**Problem details:** Reproduce the listing below with "sidewalk" switched to "footpath" throughout and nothing else changed. Leave the pictures out of your answer.

**Data extract:**
____________________

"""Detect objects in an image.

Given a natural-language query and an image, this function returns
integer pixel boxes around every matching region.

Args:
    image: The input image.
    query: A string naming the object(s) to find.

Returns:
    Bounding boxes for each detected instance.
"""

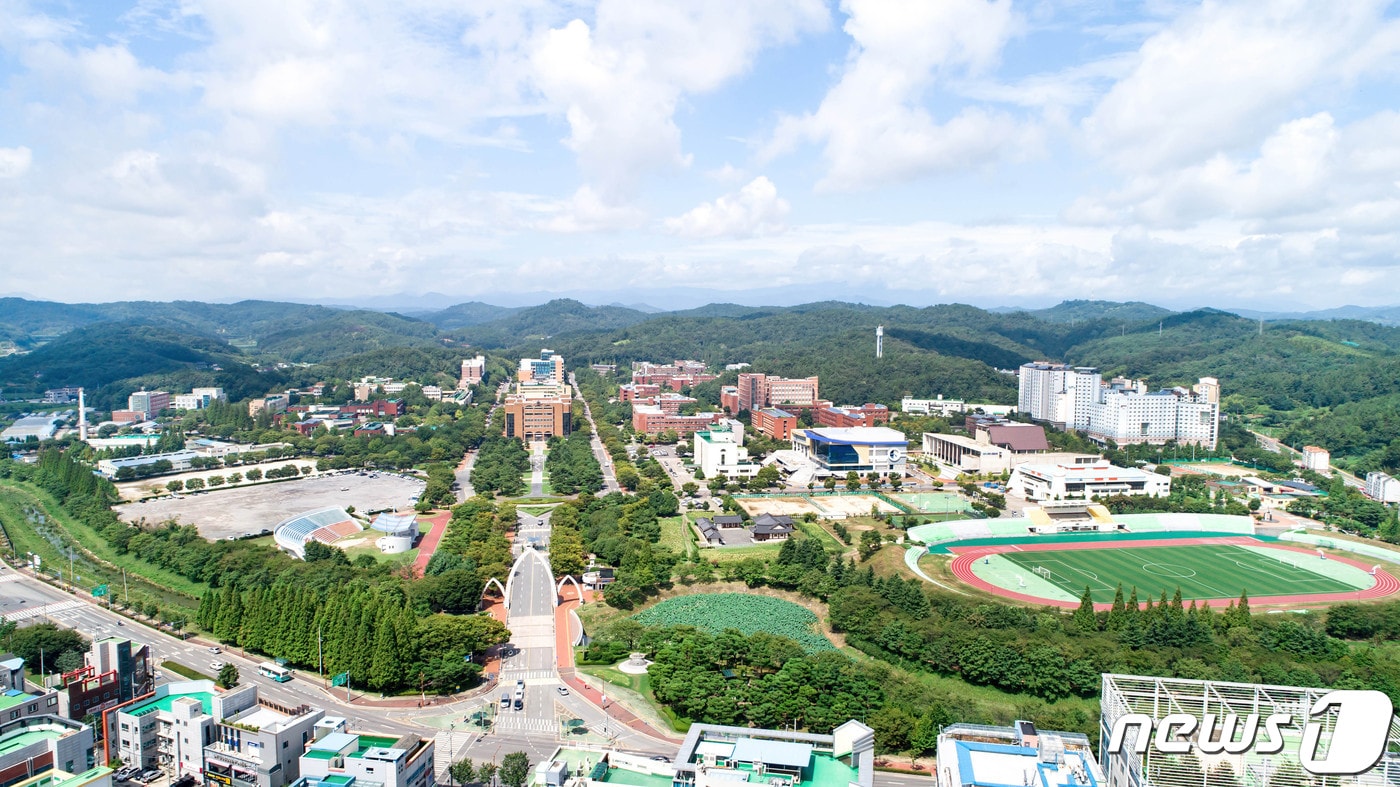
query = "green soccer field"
[1001,545,1368,604]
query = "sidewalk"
[554,587,682,745]
[413,511,452,577]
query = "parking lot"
[116,472,426,539]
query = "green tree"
[447,758,476,784]
[501,752,529,787]
[858,528,885,562]
[1074,585,1097,634]
[214,664,239,689]
[53,650,84,674]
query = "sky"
[0,0,1400,311]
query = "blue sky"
[0,0,1400,309]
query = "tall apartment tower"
[78,388,87,443]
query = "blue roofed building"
[792,426,909,478]
[937,721,1106,787]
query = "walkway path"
[554,585,680,745]
[413,511,452,568]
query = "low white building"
[1303,445,1331,473]
[285,717,435,787]
[899,394,963,416]
[97,450,199,479]
[1007,457,1172,500]
[924,431,1011,473]
[1366,471,1400,503]
[694,420,759,479]
[937,721,1106,787]
[108,681,218,776]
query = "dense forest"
[585,536,1400,755]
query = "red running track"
[413,511,452,577]
[948,536,1400,611]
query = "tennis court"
[890,492,972,514]
[1001,543,1373,604]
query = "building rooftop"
[804,426,909,445]
[125,692,214,716]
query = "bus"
[258,661,291,683]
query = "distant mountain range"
[0,294,1400,462]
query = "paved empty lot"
[116,464,426,539]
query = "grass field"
[1001,545,1358,604]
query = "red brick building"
[631,405,724,434]
[749,408,797,440]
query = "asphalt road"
[0,567,414,734]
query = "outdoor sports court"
[890,492,972,514]
[951,536,1400,608]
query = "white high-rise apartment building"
[1019,363,1219,448]
[1366,471,1400,503]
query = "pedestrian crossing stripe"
[4,601,87,622]
[496,717,559,732]
[501,669,559,683]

____________________

**Written solution:**
"""Detect objects in an image.

Given a natural-language query and an image, this function returns
integer pixel boxes around every matching region.

Args:
    image: The input image.
    query: A string naming the object(s) to find.

Returns:
    Bounding boxes for each detected instance.
"""

query = "green soccer field"
[1001,545,1368,604]
query = "footpath"
[554,587,682,745]
[413,511,452,577]
query = "parking lot"
[116,472,426,539]
query = "green tree"
[447,758,476,784]
[501,752,529,787]
[858,528,885,562]
[1074,585,1097,634]
[214,664,239,689]
[53,650,84,674]
query = "sky"
[0,0,1400,311]
query = "blue sky"
[0,0,1400,309]
query = "tall apartment tower"
[78,388,87,443]
query = "blue roofed building"
[792,426,909,478]
[937,721,1106,787]
query = "walkway path"
[554,585,680,745]
[413,511,452,568]
query = "low white building"
[1303,445,1331,473]
[285,717,435,787]
[899,394,963,416]
[97,450,199,479]
[1007,457,1172,500]
[924,431,1011,473]
[1366,471,1400,503]
[694,420,759,479]
[937,721,1106,787]
[108,681,218,776]
query = "dense forest"
[585,536,1400,755]
query = "red running track"
[413,511,452,577]
[948,536,1400,611]
query = "tennis court"
[890,492,972,514]
[1001,543,1373,604]
query = "building rooftop"
[804,426,909,445]
[125,692,214,716]
query = "bus"
[258,661,291,683]
query = "distant mountain range"
[0,294,1400,462]
query = "paved empty lot"
[116,464,426,539]
query = "grass field"
[1001,545,1358,604]
query = "red brick building"
[631,405,724,434]
[749,408,797,440]
query = "asphalt road"
[0,567,414,734]
query = "outdoor sports court"
[890,492,972,514]
[951,536,1400,608]
query = "white high-rise apartment building"
[1019,363,1219,448]
[1366,471,1400,503]
query = "pedestrian crossing stripe"
[4,601,87,622]
[496,717,559,732]
[501,669,559,683]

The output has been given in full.